▶ [ENUNCIADO DA TAREFA]: Reproduza, sem qualquer alteração, o trecho do texto sobre vacinas contra o cancro que vai desde as palavras "Desde então, a" até às palavras "aleatórios muito maiores.", inclusive.

▶ [TEXTO APRESENTADO]:
Desde então, a equipa de Wu, outros grupos de investigadores médicos e empresas farmacêuticas - incluindo a Merck, a Moderna e a BioNTech - têm vindo a desenvolver este campo de investigação, com ensaios em curso para vacinas que tratam o cancro do pâncreas e do pulmão, bem como o melanoma.

Perguntas sem resposta

Todos os ensaios em curso são de pequena escala, envolvendo normalmente um punhado de doentes com doença em fase avançada e uma elevada tolerância aos riscos de segurança. Para demonstrar que este tipo de vacinas contra o cancro funciona, são necessários ensaios de controlo aleatórios muito maiores.

"Os números são pequenos, por razões óbvias", diz Lendahl. "Os dados parecem encorajadores, mas é claro que ainda estamos nos primeiros dias."

▶ [DADOS EXTRAÍDOS]:
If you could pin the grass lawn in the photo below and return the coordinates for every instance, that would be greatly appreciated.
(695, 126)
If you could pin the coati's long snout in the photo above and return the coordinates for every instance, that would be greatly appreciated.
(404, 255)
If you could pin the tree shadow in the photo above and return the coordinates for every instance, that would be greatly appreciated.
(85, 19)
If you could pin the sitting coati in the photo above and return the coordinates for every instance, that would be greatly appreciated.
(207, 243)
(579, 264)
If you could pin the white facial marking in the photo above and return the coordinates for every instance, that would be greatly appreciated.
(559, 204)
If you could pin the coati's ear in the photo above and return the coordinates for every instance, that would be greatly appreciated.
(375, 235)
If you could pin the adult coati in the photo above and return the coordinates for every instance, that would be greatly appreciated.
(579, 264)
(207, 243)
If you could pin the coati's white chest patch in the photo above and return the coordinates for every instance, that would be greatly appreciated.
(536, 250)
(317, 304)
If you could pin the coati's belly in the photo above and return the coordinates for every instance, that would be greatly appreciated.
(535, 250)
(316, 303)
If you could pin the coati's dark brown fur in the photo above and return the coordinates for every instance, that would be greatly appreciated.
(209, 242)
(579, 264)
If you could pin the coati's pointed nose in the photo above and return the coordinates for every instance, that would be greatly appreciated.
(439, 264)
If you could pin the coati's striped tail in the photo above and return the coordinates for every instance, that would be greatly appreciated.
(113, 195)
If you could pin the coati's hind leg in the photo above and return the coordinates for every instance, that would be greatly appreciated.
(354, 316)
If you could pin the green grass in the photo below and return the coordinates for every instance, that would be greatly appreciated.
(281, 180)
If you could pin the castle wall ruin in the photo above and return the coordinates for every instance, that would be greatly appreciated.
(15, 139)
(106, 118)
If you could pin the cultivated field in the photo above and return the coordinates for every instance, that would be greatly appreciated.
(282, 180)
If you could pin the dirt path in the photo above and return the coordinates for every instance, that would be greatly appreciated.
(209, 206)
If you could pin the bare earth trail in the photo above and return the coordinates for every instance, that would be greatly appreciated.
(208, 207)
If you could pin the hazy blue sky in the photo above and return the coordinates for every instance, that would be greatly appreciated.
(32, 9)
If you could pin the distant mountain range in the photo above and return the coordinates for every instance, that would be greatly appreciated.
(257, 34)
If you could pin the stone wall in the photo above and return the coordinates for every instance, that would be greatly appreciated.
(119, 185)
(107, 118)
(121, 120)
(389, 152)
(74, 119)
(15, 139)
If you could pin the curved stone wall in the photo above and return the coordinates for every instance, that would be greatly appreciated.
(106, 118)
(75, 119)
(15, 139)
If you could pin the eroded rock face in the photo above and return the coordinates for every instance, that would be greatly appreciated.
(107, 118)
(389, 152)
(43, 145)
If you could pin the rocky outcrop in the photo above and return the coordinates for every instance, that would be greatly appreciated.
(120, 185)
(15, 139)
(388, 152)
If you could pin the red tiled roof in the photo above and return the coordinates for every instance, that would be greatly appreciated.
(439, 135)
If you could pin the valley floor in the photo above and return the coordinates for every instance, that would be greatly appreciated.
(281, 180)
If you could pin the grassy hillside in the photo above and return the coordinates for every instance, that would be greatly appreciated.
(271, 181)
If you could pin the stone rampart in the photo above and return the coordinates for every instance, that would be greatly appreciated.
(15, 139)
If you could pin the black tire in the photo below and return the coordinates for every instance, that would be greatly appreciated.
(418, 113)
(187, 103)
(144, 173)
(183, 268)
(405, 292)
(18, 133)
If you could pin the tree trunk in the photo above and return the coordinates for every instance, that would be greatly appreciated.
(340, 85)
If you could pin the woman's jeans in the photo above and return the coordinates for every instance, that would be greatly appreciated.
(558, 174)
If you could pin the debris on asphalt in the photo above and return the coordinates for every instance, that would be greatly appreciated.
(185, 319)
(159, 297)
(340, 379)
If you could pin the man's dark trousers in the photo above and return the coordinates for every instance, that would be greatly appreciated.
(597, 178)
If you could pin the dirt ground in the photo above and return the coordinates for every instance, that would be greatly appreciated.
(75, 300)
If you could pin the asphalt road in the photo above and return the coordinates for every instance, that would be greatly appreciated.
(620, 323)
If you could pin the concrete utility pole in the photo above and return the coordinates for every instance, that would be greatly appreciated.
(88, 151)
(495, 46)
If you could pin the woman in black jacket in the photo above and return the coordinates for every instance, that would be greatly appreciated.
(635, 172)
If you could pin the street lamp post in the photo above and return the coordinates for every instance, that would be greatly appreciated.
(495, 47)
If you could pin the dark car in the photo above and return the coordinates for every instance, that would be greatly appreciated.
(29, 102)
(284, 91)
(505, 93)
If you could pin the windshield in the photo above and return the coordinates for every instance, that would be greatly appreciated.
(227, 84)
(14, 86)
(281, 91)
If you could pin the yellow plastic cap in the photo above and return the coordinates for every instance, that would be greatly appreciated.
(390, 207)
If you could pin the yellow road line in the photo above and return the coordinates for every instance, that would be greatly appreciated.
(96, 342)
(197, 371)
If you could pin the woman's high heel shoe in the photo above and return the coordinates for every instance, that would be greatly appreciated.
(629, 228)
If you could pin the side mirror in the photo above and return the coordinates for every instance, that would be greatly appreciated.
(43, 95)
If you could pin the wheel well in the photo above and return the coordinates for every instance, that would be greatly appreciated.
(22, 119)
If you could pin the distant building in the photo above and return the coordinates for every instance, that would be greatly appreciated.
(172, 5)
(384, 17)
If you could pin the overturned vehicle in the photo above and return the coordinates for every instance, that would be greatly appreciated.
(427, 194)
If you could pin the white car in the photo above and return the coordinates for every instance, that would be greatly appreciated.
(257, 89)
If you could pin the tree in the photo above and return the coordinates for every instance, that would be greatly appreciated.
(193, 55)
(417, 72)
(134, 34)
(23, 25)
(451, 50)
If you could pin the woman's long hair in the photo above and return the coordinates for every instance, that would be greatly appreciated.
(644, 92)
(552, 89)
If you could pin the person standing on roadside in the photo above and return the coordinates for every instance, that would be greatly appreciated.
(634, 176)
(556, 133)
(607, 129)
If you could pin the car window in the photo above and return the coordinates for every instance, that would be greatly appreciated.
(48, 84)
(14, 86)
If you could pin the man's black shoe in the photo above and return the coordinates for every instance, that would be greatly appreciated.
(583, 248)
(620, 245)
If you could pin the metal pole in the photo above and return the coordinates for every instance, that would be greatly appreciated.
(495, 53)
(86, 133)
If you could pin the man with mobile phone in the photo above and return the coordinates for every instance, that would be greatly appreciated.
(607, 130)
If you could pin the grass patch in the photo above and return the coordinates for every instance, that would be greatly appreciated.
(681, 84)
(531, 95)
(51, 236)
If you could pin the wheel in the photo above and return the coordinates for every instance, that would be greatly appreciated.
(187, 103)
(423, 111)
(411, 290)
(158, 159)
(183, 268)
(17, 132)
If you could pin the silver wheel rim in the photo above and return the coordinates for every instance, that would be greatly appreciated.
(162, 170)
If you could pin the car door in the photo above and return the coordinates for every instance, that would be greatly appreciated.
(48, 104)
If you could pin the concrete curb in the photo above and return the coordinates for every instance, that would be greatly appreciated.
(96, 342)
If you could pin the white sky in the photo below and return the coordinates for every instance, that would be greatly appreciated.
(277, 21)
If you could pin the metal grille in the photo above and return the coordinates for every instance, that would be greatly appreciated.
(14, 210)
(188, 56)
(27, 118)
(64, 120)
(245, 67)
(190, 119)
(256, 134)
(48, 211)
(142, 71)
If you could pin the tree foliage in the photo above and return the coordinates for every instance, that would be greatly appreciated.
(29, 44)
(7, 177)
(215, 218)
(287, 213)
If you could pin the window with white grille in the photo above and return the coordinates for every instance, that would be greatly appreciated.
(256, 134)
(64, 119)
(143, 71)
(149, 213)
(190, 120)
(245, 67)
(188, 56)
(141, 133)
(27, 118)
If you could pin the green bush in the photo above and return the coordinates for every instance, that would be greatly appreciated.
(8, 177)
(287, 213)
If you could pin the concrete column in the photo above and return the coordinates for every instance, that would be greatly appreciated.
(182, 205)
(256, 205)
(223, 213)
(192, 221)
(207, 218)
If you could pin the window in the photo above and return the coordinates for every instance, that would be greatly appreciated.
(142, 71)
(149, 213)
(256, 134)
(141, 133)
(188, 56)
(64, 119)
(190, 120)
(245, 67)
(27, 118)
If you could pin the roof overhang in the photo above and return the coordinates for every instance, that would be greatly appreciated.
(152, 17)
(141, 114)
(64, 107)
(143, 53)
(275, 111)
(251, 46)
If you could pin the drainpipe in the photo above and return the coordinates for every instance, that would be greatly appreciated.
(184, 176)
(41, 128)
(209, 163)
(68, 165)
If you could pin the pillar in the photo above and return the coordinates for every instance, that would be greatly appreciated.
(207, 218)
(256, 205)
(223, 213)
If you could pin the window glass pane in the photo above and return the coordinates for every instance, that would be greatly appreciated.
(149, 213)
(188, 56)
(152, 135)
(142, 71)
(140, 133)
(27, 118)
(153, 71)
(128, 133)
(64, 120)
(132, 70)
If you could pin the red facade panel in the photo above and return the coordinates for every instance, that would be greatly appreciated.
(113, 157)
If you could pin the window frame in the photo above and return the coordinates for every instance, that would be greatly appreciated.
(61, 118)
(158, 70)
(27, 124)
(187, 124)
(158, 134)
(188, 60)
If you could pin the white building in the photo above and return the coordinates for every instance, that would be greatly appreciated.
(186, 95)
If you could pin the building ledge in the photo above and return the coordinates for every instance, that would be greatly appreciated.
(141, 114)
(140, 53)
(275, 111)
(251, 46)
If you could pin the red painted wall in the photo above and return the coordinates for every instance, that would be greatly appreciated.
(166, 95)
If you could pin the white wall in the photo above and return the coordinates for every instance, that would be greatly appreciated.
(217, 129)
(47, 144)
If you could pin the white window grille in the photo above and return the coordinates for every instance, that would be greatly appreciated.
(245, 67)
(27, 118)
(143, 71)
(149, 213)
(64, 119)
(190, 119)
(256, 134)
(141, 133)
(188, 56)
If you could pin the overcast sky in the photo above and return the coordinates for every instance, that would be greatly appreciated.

▶ [RESPOSTA AO PROBLEMA]:
Desde então, a equipa de Wu, outros grupos de investigadores médicos e empresas farmacêuticas - incluindo a Merck, a Moderna e a BioNTech - têm vindo a desenvolver este campo de investigação, com ensaios em curso para vacinas que tratam o cancro do pâncreas e do pulmão, bem como o melanoma.

Perguntas sem resposta

Todos os ensaios em curso são de pequena escala, envolvendo normalmente um punhado de doentes com doença em fase avançada e uma elevada tolerância aos riscos de segurança. Para demonstrar que este tipo de vacinas contra o cancro funciona, são necessários ensaios de controlo aleatórios muito maiores.